--- WORK ITEM ---
Would you print out every entry exactly as given?

--- RECORDS PROVIDED ---
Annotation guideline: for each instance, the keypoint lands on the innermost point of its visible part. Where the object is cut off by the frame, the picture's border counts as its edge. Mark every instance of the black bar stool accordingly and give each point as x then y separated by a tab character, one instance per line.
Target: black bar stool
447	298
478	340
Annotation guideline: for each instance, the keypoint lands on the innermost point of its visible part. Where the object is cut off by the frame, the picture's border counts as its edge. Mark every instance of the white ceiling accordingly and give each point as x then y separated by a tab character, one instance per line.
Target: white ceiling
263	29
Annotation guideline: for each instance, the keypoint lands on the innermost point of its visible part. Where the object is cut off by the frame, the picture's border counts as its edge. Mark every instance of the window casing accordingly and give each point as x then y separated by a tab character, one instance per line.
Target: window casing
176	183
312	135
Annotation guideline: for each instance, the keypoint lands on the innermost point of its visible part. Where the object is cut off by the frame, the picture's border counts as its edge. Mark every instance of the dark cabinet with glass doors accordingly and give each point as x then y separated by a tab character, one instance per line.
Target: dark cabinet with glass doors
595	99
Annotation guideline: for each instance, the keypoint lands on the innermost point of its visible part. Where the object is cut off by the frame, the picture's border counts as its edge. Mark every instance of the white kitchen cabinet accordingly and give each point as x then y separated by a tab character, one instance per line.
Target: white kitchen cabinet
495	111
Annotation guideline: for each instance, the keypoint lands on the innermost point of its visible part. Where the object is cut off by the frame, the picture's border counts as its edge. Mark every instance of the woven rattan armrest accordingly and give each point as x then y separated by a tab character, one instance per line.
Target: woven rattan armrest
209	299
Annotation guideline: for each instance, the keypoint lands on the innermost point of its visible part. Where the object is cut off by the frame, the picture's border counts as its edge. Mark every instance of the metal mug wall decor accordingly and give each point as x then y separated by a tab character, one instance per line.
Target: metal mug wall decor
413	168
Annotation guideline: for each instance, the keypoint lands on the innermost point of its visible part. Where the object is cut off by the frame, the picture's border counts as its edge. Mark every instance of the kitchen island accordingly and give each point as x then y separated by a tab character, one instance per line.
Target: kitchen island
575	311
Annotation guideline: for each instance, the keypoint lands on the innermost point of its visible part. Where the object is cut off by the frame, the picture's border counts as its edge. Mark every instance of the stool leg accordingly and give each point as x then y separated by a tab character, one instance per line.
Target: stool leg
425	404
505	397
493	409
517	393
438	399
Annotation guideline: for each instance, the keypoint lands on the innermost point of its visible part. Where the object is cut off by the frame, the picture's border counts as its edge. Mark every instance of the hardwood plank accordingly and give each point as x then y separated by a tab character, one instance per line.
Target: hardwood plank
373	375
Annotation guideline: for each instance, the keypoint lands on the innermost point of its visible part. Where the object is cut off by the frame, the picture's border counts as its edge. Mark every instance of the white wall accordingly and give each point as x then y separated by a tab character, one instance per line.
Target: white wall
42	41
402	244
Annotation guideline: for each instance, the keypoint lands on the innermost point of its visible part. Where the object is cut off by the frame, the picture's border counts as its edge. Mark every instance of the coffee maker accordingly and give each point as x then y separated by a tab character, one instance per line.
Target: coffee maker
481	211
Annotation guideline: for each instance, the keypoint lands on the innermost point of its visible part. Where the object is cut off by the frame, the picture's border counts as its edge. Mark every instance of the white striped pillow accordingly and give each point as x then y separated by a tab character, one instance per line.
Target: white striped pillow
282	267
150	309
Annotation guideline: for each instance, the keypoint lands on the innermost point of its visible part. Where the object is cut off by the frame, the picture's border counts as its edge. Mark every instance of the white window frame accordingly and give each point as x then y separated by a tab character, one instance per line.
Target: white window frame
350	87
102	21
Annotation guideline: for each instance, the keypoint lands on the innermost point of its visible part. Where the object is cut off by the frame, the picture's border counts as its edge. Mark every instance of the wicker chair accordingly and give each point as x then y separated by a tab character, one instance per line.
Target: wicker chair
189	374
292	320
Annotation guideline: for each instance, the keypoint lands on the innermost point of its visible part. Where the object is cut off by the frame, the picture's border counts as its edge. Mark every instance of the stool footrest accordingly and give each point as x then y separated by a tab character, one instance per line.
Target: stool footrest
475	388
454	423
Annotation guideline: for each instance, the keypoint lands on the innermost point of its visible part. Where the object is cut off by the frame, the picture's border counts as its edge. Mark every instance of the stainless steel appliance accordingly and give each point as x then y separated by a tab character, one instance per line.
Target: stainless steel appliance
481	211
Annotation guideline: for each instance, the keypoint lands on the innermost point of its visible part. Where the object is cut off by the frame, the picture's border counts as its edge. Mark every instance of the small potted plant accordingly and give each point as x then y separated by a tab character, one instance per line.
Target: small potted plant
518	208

--- TASK OUTPUT ---
Annotation guideline: for each instance, the keypoint lands on the innermost point of its visible part. Where the object is cut off by the frame, the picture's border counts as its edge. Mark every instance of the black bar stool accordingly and give each point as x then y separated by a tab character, one instance per line.
Target: black bar stool
447	298
478	340
Annotation guideline: for each instance, the keypoint lands on the innermost point of its visible part. Where the object is cut off by the frame, the picture's border counts as its edge. Mark every instance of the white ceiling accordingly and give each point as x then y separated by a tab character, one instance per line.
Target: white ceiling
263	29
Annotation guideline: for each instance, the keypoint lands on the innermost point of its visible part. Where the object is cut off by the frame, the picture's border counts as its edge. Mark every instance of the window casing accordingly and give each point as x then y separated by a tab character, one instance per line.
Target: window casing
176	183
312	135
Annotation guideline: for each instance, the keypoint lands on the innermost point of its visible part. Where the object is cut off by the frame, the picture's border counts as its edge. Mark every instance of the dark cabinet with glass doors accordingly and give each point as x then y separated by a tab character, one instance per line.
Target: dark cabinet with glass doors
595	99
Annotation guideline: for each instance, the keypoint lands on the innermost point of its visible part. Where the object is cut off by the frame, the picture's border counts as its edge. Mark every instance of the white kitchen cabinet accordingly and give each point as x then y separated by a tab character, one instance per line.
Target: white kitchen cabinet
495	111
Annotation guideline: for each instance, the keypoint lands on the innermost point of its visible part. Where the object is cut off by the frame, the picture's border counts as its edge. Mark every instance of the woven rattan armrest accordingly and give each point as x then y separated by a tab character, one instance per line.
Target: woven rattan armrest
209	299
Annotation guideline: for each instance, the keypoint lands on the innermost point of its visible part. Where the object is cut off by the frame, the picture's border counts as its edge. Mark every instance of the metal mug wall decor accordingly and give each point as x then y separated by a tab character, one instance per line.
Target: metal mug wall decor
413	168
Annotation guideline: for each instance, the keypoint lands on the innermost point of its visible part. Where the object is cut off by the frame, the picture's border counts as its edge. Mark every instance of the kitchen island accordingly and give each point as x then y separated by a tab character, one instance per line.
Target: kitchen island
575	311
Annotation guideline: for each instance, the keypoint lands on the innermost point of its visible part. Where the object is cut off by the frame, the picture's border counts as its edge. Mark every instance of the stool leg accordingly and give each point as x then y separated by a tab character, one instance per line.
Target: stool leg
425	404
505	397
493	409
517	393
438	399
Annotation guideline: for each instance, the keypoint lands on the innermost point of its visible part. Where the object is cut off by the frame, the picture's border counts as its edge. Mark every instance of the hardwood plank accordingly and give each point as x then y separated by a tab character, one instance per line.
Target: hardwood plank
373	375
Annotation guideline: for each instance, the keypoint lands on the innermost point of its visible part. Where the object is cut off by the frame, the picture's border counts as its edge. Mark every instance of the white wall accordingly and give each point as x then y separated by a tab character, one instance per line.
Target: white wall
42	41
402	244
Annotation guideline: for each instance, the keypoint lands on the innermost point of its visible part. Where the object is cut off by the frame, the picture's border counts as its edge. Mark every instance of the coffee maker accordingly and give each point as x then y separated by a tab character, one instance per line.
Target: coffee maker
481	211
Annotation guideline: for each instance, the keypoint lands on the innermost point of its visible part. Where the object is cut off by the frame, the picture's border counts as its edge. Mark every instance of the white striped pillow accordingly and give each point as x then y separated by a tab character, one instance per line.
Target: white striped pillow
282	267
150	309
Annotation guideline: for each instance, the keypoint lands on the innermost point of its visible part. Where the object is cut off by the frame, the picture's border counts as its edge. Mark every instance of the white window frame accordingly and give each point as x then y separated by a tab character, one instance per line.
Target: white window frame
350	87
102	21
Annotation guideline: for each instance, the keypoint lands on the innermost point of its visible part. Where the object is cut off by the frame, the picture's border counts as its edge. Mark every instance of the wicker chair accordingly and give each point as x then y separated by a tab character, one instance per line.
Target: wicker chair
189	374
292	320
Annotation guideline: for each instance, the keypoint lands on the innermost point of its visible part. Where the object is cut off by the frame, the picture's border counts as its edge. Mark every instance of the stool footrest accordingly and give each point as x then y separated by a tab character, one instance per line.
Target: stool footrest
475	388
454	423
Annotation guideline: for each instance, the keypoint lands on the innermost point of its visible part. Where the object is cut off by the frame, the picture's border counts as its edge. Mark every instance of the stainless steel appliance accordingly and give each point as x then y separated by a tab character, one instance per line.
Target: stainless steel appliance
481	211
Annotation guideline: for each instance, the keypoint lands on the innermost point of its visible part. Where the object is cut off by the frame, the picture's border counts as its edge. Mark every instance of the small potted plant accordingly and give each point as x then y separated by a tab character, one instance per line.
Target: small potted plant
518	208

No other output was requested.